• **Instructions to follow**
Rewrite every line of the material below as a Markdown table with two columns, Row and Line. Put the row number in Row and the line in Line, and leave out any blank lines.

• **Dataset records**
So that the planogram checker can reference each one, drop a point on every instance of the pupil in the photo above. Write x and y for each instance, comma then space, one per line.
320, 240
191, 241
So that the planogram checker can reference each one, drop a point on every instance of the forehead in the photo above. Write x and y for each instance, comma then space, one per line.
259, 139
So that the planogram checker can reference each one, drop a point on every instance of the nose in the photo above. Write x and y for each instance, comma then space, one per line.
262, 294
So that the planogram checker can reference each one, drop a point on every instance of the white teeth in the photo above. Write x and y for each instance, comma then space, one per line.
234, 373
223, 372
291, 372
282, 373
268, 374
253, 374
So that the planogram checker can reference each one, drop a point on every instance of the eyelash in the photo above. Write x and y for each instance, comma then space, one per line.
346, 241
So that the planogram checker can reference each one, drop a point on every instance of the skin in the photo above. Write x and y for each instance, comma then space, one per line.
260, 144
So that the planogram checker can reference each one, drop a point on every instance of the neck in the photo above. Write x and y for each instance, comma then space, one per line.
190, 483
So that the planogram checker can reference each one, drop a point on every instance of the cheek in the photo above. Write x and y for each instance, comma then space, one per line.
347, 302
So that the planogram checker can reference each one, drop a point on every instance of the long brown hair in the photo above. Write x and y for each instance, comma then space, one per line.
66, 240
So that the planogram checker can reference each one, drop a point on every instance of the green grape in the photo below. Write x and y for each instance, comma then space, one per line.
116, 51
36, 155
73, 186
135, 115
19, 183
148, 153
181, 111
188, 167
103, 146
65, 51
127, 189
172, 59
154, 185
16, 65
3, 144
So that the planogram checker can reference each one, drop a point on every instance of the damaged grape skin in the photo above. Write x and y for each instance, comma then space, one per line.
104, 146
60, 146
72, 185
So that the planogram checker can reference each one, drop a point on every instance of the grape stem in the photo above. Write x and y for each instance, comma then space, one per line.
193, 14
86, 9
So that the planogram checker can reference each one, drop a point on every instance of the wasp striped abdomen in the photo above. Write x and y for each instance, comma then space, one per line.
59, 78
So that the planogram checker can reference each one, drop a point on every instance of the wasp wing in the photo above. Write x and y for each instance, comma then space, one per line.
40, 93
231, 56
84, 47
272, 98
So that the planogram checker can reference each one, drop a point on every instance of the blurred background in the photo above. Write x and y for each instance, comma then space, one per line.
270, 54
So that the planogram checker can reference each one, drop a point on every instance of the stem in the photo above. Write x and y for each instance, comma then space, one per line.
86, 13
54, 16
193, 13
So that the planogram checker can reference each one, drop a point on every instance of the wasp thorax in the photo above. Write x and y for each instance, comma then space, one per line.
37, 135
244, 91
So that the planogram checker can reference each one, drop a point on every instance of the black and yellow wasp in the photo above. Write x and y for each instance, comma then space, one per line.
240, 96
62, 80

• **Correct result**
| Row | Line |
|---|---|
| 1 | So that the planogram checker can reference each one, drop a point on every instance of the pupil in the photo above. Write x and y for each instance, comma then space, one per line. |
| 2 | 320, 240 |
| 3 | 191, 241 |
| 4 | So that the planogram checker can reference each one, drop a point on every instance of the forehead in the photo above. Write x and y for each instance, comma then space, one per line. |
| 5 | 259, 139 |
| 6 | So that the planogram checker can reference each one, drop a point on every instance of the nose in the photo above. Write x and y for each instance, comma then space, one per line. |
| 7 | 262, 294 |
| 8 | So that the planogram checker can reference each one, drop a point on every instance of the white teeth in the photo above. Write x and y for each instance, comma then space, one per line. |
| 9 | 234, 373 |
| 10 | 223, 372 |
| 11 | 291, 372 |
| 12 | 282, 373 |
| 13 | 268, 374 |
| 14 | 253, 374 |
| 15 | So that the planogram checker can reference each one, drop a point on every instance of the eyelash in the photo above. Write x and y for each instance, comma then space, one per line. |
| 16 | 346, 241 |
| 17 | So that the planogram checker can reference each one, drop a point on every instance of the skin in the photo above. Write x and y for each instance, comma then space, one per line. |
| 18 | 260, 144 |
| 19 | So that the planogram checker can reference each one, drop a point on every instance of the neck in the photo above. Write x and y for each instance, comma then space, one per line. |
| 20 | 190, 483 |
| 21 | So that the planogram checker can reference each one, drop a point on every instance of the cheek in the photo above. Write x and y for each instance, comma then space, one per line. |
| 22 | 347, 302 |
| 23 | So that the planogram checker can reference each one, drop a point on every instance of the long brown hair in the photo above. Write x and y for each instance, comma then space, one per line. |
| 24 | 66, 240 |
| 25 | So that the planogram checker can reference each one, drop a point on every instance of the green grape in the photo below. Write x and y for each instance, comma then space, one per line. |
| 26 | 116, 51 |
| 27 | 36, 155 |
| 28 | 73, 186 |
| 29 | 135, 115 |
| 30 | 19, 183 |
| 31 | 148, 153 |
| 32 | 181, 111 |
| 33 | 188, 167 |
| 34 | 103, 146 |
| 35 | 65, 51 |
| 36 | 127, 189 |
| 37 | 172, 59 |
| 38 | 154, 185 |
| 39 | 16, 65 |
| 40 | 3, 144 |
| 41 | So that the planogram checker can reference each one, drop a point on every instance of the damaged grape skin in the photo above. Write x and y for each instance, comma then space, one per line. |
| 42 | 104, 146 |
| 43 | 60, 146 |
| 44 | 72, 185 |
| 45 | So that the planogram checker can reference each one, drop a point on every instance of the grape stem in the photo above. Write x and y for each instance, comma then space, one per line. |
| 46 | 193, 14 |
| 47 | 86, 9 |
| 48 | So that the planogram checker can reference each one, drop a point on every instance of the wasp striped abdomen in the photo above. Write x and y for each instance, comma then space, one per line. |
| 49 | 59, 78 |
| 50 | So that the planogram checker can reference each one, drop a point on every instance of the wasp wing in the photo above. Write x and y for each instance, comma then space, one per line. |
| 51 | 40, 93 |
| 52 | 231, 56 |
| 53 | 84, 47 |
| 54 | 272, 98 |
| 55 | So that the planogram checker can reference each one, drop a point on every instance of the blurred background in the photo above. Write x and y for each instance, comma then space, one per line. |
| 56 | 270, 54 |
| 57 | So that the planogram checker can reference each one, drop a point on every instance of the stem in the photo above. Write x and y for each instance, comma then space, one per line. |
| 58 | 86, 13 |
| 59 | 54, 16 |
| 60 | 193, 13 |
| 61 | So that the planogram checker can reference each one, drop a point on every instance of the wasp thorax in the photo above. Write x and y for each instance, comma then space, one per line. |
| 62 | 37, 135 |
| 63 | 244, 91 |
| 64 | So that the planogram checker can reference each one, drop a point on every instance of the black and yellow wasp in the photo above. Write x and y for each instance, comma then space, one per line. |
| 65 | 240, 96 |
| 66 | 62, 80 |